→ Tugas Singkat A
Menurut bacaan, berapa hektar deforestasi yang terjadi di area konsesi APRIL sepanjang tahun 2013 sampai 2015?

→ Bacaan
● ● ● ● ● ● ●
BERTUAHPOS.COM (BPC), PEKANBARU – Koordinator Jaringan Kerja Penyelamat Hutan Riau (Jikalahari), Woro Supartinah mengatakan bahwa dalam suatu forum, APRIL telah menegaskan bahwa komitmen Sustainable Management Forest Policy atau SMFP yang diberlakukan perusahaan itu, akan dijalankan 30 perusahaan yang terafiliasi dengan APRIL.
Namun persoalannya, kata Woro, hingga saat ini, APRIL belum umumkan kepada publik ke 30 perusahaan itu. Dengan demikian Jikalahari menilai bahwa itikat keseriuan APRIL ingin menjalankan komitmen hutan secara keberlanjutan hanya sebatas alat dagang saja.
“Ketidaktransparan yang mereka lakukan lagi-lagi menunjukkan bahwa APRIL belum siap berubah,” katanya.
Dari hasil pantauan Jikalahari, sebanyak 37.365,22 hektar deforestasi terjadi di area konsesi APRIL sepanjang tahun 2013 sampai 2015. Dengan angka tertinggi, masih dipegang oleh PT Riau Andalan Pulp And Paper atau RAPP di belok Pulau Padang, Kabupaten Kepulauan Meranti Riau, yakni sebanyak 15.871 hektar. Pada 17 sampai 19 Oktober 2014, Jikalahari juga menemukan kembali penebangan hutan alam dan pengrusakan gambut dalam, di areal PT RAPP, di Desa Bagan Melibur.
● ● ● ● ● ● ●
→ Bahan Latihan

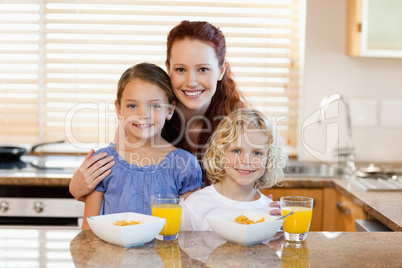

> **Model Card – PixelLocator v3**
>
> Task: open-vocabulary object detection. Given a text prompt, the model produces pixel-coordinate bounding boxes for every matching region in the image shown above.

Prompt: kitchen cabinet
[260,188,323,231]
[346,0,402,58]
[322,188,367,232]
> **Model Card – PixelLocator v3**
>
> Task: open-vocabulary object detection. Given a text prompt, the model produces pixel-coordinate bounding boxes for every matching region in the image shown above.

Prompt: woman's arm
[69,149,115,202]
[81,191,103,230]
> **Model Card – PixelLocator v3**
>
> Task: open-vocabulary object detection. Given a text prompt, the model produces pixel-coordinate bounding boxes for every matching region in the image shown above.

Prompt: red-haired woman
[70,21,279,214]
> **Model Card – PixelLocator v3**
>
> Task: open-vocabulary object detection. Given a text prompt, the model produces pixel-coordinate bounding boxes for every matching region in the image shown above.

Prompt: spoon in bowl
[275,211,295,221]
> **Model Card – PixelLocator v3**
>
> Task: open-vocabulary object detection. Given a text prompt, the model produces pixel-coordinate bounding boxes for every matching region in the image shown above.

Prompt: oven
[0,156,85,229]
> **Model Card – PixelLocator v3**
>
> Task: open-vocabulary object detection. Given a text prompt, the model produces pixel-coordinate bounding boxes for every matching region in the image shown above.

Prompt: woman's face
[166,39,226,115]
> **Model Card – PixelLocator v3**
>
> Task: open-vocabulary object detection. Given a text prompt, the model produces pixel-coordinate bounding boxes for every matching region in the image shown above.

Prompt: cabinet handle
[336,202,352,215]
[0,200,10,212]
[34,201,45,213]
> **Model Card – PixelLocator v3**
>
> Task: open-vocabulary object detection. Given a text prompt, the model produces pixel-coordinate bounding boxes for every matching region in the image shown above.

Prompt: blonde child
[82,63,203,230]
[181,109,287,231]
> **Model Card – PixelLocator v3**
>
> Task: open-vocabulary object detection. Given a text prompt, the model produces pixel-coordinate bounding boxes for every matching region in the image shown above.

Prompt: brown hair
[162,21,247,185]
[117,62,176,105]
[203,109,287,189]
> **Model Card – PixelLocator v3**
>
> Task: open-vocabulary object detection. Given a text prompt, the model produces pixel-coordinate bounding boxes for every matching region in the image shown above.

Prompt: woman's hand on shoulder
[69,149,115,202]
[267,194,281,216]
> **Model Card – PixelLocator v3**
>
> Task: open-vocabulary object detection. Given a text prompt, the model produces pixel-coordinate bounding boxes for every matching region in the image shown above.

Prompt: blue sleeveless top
[95,143,203,215]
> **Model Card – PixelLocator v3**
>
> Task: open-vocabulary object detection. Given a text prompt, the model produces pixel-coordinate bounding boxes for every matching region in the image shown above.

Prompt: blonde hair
[203,109,287,189]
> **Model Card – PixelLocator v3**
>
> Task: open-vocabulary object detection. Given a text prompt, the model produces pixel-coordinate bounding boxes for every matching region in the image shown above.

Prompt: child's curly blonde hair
[203,109,287,189]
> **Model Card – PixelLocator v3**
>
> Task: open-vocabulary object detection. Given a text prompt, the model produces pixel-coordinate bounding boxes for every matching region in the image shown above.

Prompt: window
[0,0,300,155]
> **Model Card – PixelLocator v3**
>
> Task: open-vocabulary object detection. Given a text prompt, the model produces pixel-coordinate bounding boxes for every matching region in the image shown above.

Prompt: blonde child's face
[222,130,268,186]
[166,39,226,112]
[115,78,174,143]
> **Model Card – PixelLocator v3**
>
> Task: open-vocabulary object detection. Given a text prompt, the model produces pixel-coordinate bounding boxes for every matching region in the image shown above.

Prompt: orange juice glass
[151,194,183,240]
[280,196,314,241]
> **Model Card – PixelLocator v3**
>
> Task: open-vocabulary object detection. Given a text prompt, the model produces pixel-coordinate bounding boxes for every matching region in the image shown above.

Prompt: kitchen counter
[274,177,402,231]
[0,227,402,268]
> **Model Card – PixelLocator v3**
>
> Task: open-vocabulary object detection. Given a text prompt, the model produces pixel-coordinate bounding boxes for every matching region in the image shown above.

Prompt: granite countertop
[0,227,402,268]
[274,177,402,231]
[0,165,402,231]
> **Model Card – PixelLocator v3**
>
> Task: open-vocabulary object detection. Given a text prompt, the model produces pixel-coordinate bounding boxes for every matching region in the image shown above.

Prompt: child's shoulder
[94,143,116,155]
[186,185,215,201]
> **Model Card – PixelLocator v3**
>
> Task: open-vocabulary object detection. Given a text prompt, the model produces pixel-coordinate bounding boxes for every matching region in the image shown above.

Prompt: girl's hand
[69,149,115,202]
[267,194,281,216]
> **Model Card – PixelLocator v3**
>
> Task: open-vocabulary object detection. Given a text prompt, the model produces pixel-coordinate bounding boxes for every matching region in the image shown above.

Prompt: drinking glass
[280,196,314,241]
[151,194,183,240]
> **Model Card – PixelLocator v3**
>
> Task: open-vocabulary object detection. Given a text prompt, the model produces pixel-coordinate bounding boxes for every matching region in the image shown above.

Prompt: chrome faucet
[319,94,357,175]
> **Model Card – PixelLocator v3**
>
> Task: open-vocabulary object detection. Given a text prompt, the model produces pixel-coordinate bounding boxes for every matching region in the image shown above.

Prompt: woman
[70,21,279,214]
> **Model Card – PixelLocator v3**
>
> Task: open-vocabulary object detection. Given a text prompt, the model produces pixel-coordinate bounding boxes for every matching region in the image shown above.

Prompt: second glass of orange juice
[280,196,314,241]
[151,194,183,240]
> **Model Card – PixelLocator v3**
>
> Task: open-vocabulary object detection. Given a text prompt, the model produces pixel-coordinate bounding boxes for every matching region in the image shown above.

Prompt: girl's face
[166,39,226,114]
[115,78,174,142]
[222,129,268,187]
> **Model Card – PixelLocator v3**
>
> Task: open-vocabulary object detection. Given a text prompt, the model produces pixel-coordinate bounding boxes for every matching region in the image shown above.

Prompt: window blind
[0,0,300,155]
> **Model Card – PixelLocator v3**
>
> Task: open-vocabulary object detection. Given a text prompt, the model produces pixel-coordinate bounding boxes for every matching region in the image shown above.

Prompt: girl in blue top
[81,63,203,230]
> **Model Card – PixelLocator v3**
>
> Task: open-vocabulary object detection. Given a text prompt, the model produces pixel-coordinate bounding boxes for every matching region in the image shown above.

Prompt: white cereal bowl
[87,212,166,248]
[207,211,283,246]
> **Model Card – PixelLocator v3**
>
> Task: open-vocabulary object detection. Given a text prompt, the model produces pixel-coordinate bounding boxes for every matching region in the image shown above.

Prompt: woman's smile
[182,90,205,98]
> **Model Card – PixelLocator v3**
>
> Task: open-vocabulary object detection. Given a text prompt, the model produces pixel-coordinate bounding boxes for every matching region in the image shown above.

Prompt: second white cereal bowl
[207,211,283,245]
[87,212,166,247]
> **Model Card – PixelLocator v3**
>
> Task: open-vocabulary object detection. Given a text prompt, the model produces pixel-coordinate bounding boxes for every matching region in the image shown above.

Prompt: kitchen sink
[285,161,344,178]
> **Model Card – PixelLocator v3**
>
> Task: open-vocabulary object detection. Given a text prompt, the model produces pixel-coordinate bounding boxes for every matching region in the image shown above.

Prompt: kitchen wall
[298,0,402,163]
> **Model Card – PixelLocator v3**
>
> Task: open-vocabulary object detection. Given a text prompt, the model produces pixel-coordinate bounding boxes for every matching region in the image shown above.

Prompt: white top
[180,185,274,231]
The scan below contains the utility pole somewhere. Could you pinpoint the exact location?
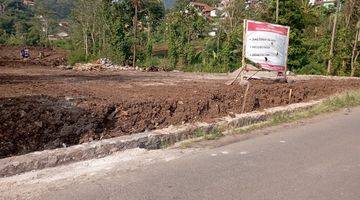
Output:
[133,0,139,68]
[276,0,279,23]
[327,0,340,75]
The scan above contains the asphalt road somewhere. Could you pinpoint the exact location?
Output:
[2,108,360,200]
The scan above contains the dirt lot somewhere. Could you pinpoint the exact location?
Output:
[0,46,360,158]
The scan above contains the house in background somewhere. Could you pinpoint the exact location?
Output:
[23,0,35,6]
[190,1,216,17]
[310,0,336,7]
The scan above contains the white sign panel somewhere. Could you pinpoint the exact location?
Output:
[245,20,290,71]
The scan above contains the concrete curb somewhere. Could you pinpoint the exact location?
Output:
[0,100,322,177]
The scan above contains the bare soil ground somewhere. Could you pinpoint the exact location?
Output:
[0,46,360,158]
[0,45,67,66]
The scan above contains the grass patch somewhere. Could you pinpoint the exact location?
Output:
[232,91,360,134]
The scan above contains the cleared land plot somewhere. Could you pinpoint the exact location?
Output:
[0,46,360,158]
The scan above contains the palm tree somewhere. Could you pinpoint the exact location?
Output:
[131,0,140,67]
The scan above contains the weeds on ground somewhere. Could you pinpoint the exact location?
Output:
[194,128,224,140]
[232,91,360,134]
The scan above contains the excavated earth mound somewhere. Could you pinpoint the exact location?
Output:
[0,63,360,158]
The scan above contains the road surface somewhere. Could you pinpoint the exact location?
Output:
[0,108,360,200]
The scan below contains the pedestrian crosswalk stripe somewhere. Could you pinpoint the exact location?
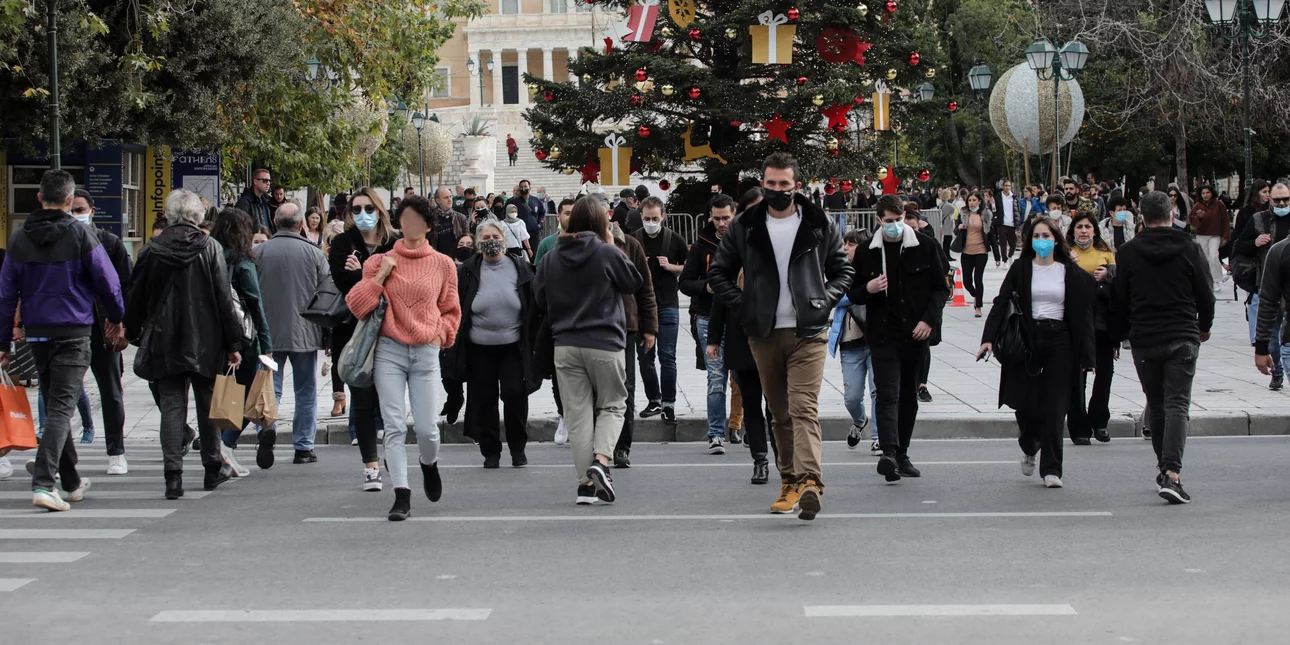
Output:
[0,508,174,520]
[0,529,134,539]
[0,578,36,592]
[802,605,1077,618]
[151,609,493,623]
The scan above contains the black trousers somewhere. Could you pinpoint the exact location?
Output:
[958,253,989,308]
[614,332,641,453]
[89,323,125,455]
[1066,332,1116,439]
[466,341,529,457]
[869,339,928,457]
[1015,320,1075,477]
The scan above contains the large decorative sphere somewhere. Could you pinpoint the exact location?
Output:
[989,63,1084,155]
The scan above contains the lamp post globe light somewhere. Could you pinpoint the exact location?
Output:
[1205,0,1286,190]
[1026,40,1089,186]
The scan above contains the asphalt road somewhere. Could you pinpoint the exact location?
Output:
[0,437,1290,645]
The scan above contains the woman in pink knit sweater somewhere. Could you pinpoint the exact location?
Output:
[346,196,462,521]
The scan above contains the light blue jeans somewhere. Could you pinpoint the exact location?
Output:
[273,352,319,450]
[698,316,730,439]
[839,344,878,439]
[373,337,440,488]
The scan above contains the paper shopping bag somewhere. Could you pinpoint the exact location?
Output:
[0,374,37,454]
[210,369,246,430]
[243,369,277,428]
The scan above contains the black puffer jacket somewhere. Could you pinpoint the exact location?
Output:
[125,222,243,381]
[708,194,854,338]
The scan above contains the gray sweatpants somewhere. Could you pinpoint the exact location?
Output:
[555,347,627,484]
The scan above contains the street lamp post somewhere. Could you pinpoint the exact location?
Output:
[1026,40,1089,186]
[1205,0,1286,192]
[968,63,993,187]
[466,57,493,107]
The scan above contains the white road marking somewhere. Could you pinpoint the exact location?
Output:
[0,508,174,520]
[802,605,1077,618]
[0,551,89,564]
[0,528,134,539]
[151,609,493,623]
[303,511,1112,522]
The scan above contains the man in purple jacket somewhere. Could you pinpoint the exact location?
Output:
[0,170,125,511]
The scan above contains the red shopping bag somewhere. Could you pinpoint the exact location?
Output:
[0,373,37,454]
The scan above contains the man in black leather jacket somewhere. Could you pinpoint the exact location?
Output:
[708,152,853,520]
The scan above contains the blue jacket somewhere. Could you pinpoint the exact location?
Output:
[0,209,125,351]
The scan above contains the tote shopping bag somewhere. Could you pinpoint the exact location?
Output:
[0,373,37,454]
[210,368,246,430]
[243,369,277,428]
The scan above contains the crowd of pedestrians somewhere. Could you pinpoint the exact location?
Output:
[0,163,1259,521]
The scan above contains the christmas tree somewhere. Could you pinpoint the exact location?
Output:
[524,0,937,203]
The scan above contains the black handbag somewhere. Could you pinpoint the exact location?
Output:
[301,277,350,329]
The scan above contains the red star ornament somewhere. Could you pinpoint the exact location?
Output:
[881,165,900,195]
[761,114,793,143]
[819,103,854,129]
[855,43,873,67]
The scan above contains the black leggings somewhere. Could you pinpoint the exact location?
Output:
[958,253,989,310]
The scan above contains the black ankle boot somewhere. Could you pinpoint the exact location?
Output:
[390,488,412,522]
[165,471,183,499]
[417,459,444,502]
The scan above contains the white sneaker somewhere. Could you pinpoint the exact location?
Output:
[67,479,90,502]
[107,454,130,475]
[219,442,250,477]
[362,468,381,493]
[31,490,71,511]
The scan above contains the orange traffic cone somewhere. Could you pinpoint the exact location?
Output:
[949,268,968,307]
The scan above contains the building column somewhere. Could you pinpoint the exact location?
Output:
[515,49,529,107]
[542,48,556,81]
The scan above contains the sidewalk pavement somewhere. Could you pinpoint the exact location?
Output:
[28,254,1290,444]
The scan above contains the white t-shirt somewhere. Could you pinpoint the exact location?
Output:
[766,208,802,329]
[1031,262,1066,320]
[502,219,529,249]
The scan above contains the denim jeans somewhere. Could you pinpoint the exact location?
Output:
[839,344,878,439]
[1245,293,1285,374]
[30,337,90,490]
[1133,341,1201,472]
[636,307,681,408]
[373,337,440,488]
[698,316,730,439]
[273,352,319,450]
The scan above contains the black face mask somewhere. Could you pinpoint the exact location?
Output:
[762,188,793,210]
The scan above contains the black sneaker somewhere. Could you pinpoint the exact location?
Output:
[1158,473,1192,504]
[587,462,617,502]
[255,428,277,471]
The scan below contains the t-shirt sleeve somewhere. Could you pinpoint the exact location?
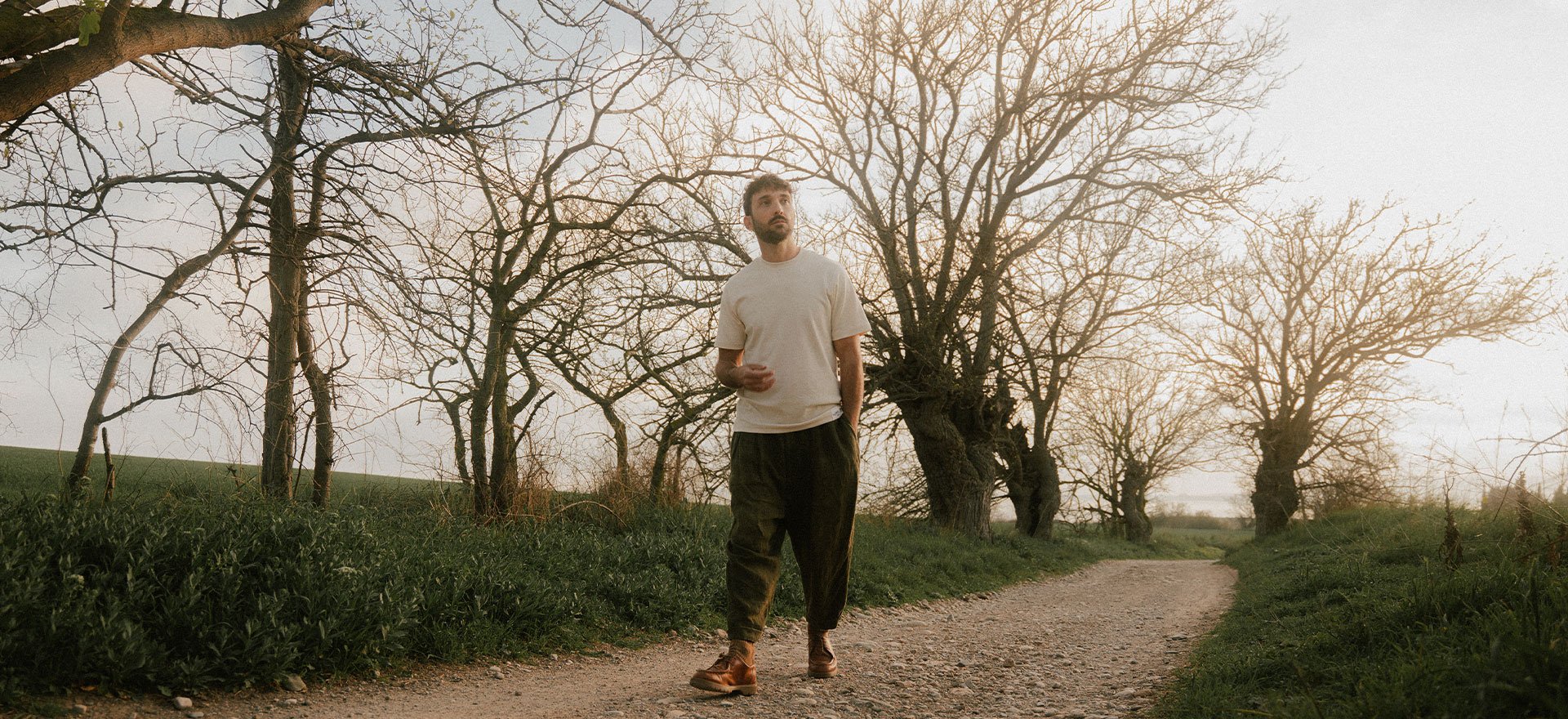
● ● ● ● ● ● ●
→ Tugas Singkat B
Sajikan baris-baris catatan di atas sebagai daftar JSON berisi string, satu string untuk setiap baris dan tanpa baris kosong. Mulailah dari baris yang memuat "The scan above contains the paper" sampai baris yang memuat "[466,57,493,107]", termasuk kedua baris itu.

→ Pembahasan Lengkap A
Sebanyak 37.365,22 hektar.

→ Pembahasan Lengkap B
[
  "The scan above contains the paper shopping bag somewhere. Could you pinpoint the exact location?",
  "Output:",
  "[0,374,37,454]",
  "[210,369,246,430]",
  "[243,369,277,428]",
  "The scan above contains the black puffer jacket somewhere. Could you pinpoint the exact location?",
  "Output:",
  "[125,222,243,381]",
  "[708,194,854,338]",
  "The scan above contains the gray sweatpants somewhere. Could you pinpoint the exact location?",
  "Output:",
  "[555,347,627,484]",
  "The scan above contains the street lamp post somewhere. Could you pinpoint the exact location?",
  "Output:",
  "[1026,40,1089,186]",
  "[1205,0,1286,192]",
  "[968,63,993,187]",
  "[466,57,493,107]"
]